== The input ==

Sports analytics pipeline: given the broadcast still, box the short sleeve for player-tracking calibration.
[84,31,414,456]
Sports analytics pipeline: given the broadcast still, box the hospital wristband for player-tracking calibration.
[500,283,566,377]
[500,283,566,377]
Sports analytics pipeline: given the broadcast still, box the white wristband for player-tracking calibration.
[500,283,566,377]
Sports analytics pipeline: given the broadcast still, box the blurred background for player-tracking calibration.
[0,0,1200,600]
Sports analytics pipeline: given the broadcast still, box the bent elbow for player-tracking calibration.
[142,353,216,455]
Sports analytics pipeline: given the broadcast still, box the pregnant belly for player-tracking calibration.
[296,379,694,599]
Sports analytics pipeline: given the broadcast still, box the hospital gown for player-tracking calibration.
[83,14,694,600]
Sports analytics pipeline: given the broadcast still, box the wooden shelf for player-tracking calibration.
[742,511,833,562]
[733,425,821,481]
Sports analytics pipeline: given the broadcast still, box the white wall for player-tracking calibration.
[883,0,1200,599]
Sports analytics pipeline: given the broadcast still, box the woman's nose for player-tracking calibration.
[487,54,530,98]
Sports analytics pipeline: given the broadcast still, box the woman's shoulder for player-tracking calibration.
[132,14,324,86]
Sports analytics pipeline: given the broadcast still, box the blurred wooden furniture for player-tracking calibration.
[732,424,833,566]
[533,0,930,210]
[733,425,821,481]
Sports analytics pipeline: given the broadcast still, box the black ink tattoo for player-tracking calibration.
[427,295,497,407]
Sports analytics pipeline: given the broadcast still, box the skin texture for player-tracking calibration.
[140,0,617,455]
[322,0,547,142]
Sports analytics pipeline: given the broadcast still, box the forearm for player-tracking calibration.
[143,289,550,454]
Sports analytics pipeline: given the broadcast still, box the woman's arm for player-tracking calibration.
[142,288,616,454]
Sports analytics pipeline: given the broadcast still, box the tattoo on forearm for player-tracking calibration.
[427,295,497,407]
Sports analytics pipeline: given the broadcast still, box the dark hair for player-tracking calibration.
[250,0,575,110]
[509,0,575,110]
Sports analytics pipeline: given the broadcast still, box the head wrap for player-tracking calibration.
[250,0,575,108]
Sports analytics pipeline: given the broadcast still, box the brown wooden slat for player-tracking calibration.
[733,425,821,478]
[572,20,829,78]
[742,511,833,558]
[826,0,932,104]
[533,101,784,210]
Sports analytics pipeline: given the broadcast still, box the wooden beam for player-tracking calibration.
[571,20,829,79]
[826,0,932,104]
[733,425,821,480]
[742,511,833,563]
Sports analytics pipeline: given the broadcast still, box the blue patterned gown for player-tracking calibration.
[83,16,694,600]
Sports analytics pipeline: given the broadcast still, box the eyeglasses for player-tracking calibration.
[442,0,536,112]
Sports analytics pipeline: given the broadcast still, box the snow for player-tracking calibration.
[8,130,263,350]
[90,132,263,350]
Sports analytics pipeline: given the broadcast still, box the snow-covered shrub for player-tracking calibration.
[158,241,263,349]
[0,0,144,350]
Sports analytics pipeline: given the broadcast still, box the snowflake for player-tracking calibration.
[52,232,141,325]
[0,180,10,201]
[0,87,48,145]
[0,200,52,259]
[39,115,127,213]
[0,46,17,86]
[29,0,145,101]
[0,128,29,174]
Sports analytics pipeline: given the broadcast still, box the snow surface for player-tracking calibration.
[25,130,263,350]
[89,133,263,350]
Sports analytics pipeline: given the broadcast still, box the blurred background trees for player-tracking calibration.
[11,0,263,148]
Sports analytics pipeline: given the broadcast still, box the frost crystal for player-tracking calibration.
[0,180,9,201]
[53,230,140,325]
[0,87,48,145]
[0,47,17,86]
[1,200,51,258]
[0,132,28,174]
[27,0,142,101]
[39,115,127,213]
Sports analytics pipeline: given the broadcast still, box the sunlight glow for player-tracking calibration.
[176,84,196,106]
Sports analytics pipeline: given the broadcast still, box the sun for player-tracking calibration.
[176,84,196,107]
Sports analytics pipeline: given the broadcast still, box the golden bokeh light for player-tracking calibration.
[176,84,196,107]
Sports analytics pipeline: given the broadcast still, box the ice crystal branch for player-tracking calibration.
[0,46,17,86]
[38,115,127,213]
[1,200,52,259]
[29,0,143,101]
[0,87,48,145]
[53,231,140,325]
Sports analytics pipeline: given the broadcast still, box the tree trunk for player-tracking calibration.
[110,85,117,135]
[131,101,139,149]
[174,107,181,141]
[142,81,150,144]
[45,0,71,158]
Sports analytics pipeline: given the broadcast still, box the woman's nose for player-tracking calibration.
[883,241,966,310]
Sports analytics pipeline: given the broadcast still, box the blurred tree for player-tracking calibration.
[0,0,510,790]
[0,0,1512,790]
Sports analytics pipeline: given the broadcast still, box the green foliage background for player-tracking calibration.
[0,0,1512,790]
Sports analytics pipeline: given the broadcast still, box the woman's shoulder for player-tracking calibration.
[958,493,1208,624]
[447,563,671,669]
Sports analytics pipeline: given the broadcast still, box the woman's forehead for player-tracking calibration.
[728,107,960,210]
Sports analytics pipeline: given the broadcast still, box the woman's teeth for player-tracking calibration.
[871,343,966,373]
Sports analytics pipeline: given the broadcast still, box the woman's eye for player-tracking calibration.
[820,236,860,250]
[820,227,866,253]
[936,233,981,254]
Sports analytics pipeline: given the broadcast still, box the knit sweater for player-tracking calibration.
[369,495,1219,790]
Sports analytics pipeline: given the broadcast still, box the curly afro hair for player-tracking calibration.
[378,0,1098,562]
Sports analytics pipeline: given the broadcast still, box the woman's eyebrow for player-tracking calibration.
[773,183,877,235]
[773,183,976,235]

===
== The input ==

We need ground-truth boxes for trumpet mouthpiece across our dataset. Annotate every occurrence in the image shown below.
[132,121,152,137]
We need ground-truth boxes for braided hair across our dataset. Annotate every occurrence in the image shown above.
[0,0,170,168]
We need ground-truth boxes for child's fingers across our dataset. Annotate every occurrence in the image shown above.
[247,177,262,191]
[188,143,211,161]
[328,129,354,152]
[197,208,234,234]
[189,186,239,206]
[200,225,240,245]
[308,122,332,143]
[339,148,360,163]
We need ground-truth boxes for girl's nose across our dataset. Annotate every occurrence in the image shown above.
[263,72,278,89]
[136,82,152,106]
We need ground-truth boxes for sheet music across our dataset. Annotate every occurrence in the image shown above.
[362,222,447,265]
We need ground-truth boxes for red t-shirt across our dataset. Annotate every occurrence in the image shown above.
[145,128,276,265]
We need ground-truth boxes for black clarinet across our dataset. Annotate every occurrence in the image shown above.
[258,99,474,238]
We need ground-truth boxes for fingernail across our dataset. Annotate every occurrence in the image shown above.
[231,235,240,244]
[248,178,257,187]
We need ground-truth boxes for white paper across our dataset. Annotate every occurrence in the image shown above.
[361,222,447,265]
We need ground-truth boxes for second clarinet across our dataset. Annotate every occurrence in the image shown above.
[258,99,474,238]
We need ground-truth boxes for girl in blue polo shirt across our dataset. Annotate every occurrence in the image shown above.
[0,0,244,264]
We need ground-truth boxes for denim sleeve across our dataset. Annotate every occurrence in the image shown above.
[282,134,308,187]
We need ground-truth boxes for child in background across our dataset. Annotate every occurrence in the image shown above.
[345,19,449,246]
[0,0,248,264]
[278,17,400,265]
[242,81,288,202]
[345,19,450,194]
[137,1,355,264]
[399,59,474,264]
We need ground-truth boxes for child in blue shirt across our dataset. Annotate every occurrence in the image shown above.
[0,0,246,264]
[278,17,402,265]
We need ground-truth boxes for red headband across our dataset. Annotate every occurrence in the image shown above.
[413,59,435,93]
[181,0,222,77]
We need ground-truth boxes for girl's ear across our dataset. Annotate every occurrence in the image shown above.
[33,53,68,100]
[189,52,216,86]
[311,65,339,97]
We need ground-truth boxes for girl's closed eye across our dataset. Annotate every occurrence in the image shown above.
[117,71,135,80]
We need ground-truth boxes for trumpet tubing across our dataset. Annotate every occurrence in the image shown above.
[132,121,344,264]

===
== The input ==

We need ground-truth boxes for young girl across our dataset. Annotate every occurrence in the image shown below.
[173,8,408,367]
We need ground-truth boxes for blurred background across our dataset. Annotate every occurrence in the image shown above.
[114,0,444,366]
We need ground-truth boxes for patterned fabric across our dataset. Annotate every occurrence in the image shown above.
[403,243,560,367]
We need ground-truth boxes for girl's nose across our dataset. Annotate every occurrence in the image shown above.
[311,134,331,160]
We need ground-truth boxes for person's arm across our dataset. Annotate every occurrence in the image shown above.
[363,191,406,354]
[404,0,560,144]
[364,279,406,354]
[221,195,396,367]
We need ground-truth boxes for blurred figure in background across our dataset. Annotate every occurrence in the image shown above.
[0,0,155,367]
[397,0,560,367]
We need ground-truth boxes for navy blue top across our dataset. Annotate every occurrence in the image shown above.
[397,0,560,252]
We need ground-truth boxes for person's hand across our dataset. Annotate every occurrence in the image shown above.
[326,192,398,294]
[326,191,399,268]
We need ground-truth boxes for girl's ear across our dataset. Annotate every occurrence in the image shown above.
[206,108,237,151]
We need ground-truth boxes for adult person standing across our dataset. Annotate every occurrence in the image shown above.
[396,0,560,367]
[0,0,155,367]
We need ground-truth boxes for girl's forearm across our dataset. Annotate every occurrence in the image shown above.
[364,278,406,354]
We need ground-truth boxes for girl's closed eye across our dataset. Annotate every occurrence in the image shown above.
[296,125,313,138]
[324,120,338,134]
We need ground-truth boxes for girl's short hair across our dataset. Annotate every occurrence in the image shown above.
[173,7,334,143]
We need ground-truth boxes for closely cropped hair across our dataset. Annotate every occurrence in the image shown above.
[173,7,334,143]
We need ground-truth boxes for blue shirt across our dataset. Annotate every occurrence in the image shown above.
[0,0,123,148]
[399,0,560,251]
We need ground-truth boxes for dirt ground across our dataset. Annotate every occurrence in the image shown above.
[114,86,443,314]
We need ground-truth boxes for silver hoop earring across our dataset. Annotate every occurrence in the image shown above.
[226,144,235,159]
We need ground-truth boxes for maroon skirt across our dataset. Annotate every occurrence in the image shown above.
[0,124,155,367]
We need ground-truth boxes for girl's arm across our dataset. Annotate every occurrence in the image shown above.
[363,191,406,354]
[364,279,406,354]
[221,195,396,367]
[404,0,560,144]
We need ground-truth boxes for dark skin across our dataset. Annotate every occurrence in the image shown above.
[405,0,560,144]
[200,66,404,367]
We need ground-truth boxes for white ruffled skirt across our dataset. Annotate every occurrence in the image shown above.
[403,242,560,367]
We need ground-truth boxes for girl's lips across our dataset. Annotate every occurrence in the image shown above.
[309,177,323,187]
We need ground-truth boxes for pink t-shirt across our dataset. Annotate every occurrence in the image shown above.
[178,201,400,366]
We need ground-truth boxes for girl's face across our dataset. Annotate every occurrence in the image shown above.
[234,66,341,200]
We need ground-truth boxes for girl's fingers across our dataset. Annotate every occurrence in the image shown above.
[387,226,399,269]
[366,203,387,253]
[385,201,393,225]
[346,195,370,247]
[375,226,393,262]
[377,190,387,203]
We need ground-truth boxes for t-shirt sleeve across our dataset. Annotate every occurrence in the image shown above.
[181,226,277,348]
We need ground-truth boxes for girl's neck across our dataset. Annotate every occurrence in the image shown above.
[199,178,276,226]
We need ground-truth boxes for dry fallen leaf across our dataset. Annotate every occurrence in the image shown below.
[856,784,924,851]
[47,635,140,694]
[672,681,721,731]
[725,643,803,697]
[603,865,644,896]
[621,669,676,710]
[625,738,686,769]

===

Quote the records from the line that contains "snowflake for player-tracking calibration." through the line that contains "[89,133,263,350]", reproducing every line without any change.

● **Exercise output**
Sports analytics pipeline: given the broadcast still, box the snowflake for player-tracking calibration.
[52,232,141,325]
[0,180,10,201]
[0,87,48,145]
[0,200,52,259]
[39,115,127,213]
[0,46,17,86]
[29,0,145,101]
[0,128,29,174]
Sports analytics pipeline: given the broadcast still, box the snow surface for player-tracking calibration.
[25,130,263,350]
[89,133,263,350]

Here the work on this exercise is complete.